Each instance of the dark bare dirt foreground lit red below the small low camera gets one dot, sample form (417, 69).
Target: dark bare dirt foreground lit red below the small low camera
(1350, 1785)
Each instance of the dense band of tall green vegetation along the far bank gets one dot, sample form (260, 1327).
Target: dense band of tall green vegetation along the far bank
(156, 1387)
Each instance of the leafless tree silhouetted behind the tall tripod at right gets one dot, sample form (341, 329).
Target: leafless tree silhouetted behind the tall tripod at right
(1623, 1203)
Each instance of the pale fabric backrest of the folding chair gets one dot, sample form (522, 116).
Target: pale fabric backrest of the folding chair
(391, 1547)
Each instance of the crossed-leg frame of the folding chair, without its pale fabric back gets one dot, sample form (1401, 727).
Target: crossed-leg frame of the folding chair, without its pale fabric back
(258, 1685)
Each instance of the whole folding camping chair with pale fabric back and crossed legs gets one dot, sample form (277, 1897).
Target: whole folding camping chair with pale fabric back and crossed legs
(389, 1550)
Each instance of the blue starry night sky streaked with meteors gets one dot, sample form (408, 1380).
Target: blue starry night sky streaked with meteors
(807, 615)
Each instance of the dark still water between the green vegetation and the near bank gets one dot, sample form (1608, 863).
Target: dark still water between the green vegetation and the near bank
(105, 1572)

WORK TO COMPLETE: Word for word, copy out the records.

OUTPUT FOR THIS EXERCISE:
Each instance of the dark bare dirt foreground lit red below the small low camera gets one dot, sample form (417, 69).
Target: dark bare dirt foreground lit red below the small low camera
(1350, 1785)
Each instance of the dense band of tall green vegetation along the far bank gets one dot, sample form (260, 1327).
Target: dense band of tall green vegetation along the far bank
(156, 1387)
Each instance of the leafless tree silhouetted behind the tall tripod at right gets one dot, sample form (341, 329).
Target: leafless tree silhouetted behind the tall tripod at right
(1623, 1203)
Each instance of the pale fabric backrest of the folding chair gets one dot, sample form (522, 116).
Target: pale fabric backrest of the folding chair
(391, 1547)
Each instance of the crossed-leg frame of the folding chair, without its pale fabric back gets one dot, sample form (1401, 727).
Target: crossed-leg frame of the folding chair, without its pale fabric back
(258, 1685)
Each instance of the whole folding camping chair with pale fabric back and crossed legs gets one dot, sample form (277, 1897).
Target: whole folding camping chair with pale fabric back and crossed legs
(389, 1550)
Each instance of the blue starry night sky streaked with meteors gets one dot, sample form (408, 1380).
Target: blue starry night sky streaked with meteors
(807, 615)
Each instance of the dark still water between the green vegetation and the near bank gets one dot, sample form (1608, 863).
Target: dark still water between the green vegetation and the near bank
(105, 1572)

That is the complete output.